Text extract:
= = =

Due to time limitation, this problem has not been resolved yet and therefore, the application still requires to be fine tuned to allow it to be run through IIS rather than involving Visual Studio’s internal ASP.NET Development Server.
Currently, this application’s backend, SQL Server 2005, does not store any data locally. It simply contains two linked servers which are called whenever the application requires carrying out some data operation – viewing, inserting and updating records. Excessive communication with linked servers may result in increase of network traffic, hence, minimizing the performance of only the application itself but of the entire corporate network as well.
Therefore, it is very important to maintain some part of the data locally in SQL Server 2005 in order to reduce the network load by minimizing the communication with remote servers. This can be achieved through re-designing the database involving three key aspects – data fragmentation, data replication and data allocation.

= = =

Rows from a pointing dataset:
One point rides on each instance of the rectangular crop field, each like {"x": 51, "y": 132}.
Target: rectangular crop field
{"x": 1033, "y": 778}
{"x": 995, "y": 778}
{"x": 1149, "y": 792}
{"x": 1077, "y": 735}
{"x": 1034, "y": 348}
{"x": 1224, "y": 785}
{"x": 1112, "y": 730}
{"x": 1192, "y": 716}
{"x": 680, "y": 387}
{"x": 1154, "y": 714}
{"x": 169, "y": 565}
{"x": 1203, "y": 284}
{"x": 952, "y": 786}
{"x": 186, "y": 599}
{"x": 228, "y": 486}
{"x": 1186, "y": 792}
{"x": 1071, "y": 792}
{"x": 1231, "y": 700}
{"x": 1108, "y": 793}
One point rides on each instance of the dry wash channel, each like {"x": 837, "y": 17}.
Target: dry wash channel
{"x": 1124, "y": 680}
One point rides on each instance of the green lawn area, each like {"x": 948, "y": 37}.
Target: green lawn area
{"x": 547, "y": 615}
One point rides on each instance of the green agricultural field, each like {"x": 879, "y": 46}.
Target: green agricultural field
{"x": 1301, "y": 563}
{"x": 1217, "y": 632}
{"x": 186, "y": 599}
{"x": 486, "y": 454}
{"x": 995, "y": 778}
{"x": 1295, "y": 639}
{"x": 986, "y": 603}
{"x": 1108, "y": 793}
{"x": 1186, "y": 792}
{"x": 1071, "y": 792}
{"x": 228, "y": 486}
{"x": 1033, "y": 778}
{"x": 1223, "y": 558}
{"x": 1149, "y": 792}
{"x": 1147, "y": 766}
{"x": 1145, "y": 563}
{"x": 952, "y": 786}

= = =

The tasks:
• 1. In the database text, what does the SQL Server 2005 backend contain?
• 2. List the key aspects that the database text says a redesign of the database should involve.

Worked solutions:
• 1. Two linked servers, which are called whenever the application needs to carry out a data operation.

• 2. Data fragmentation, data replication, data allocation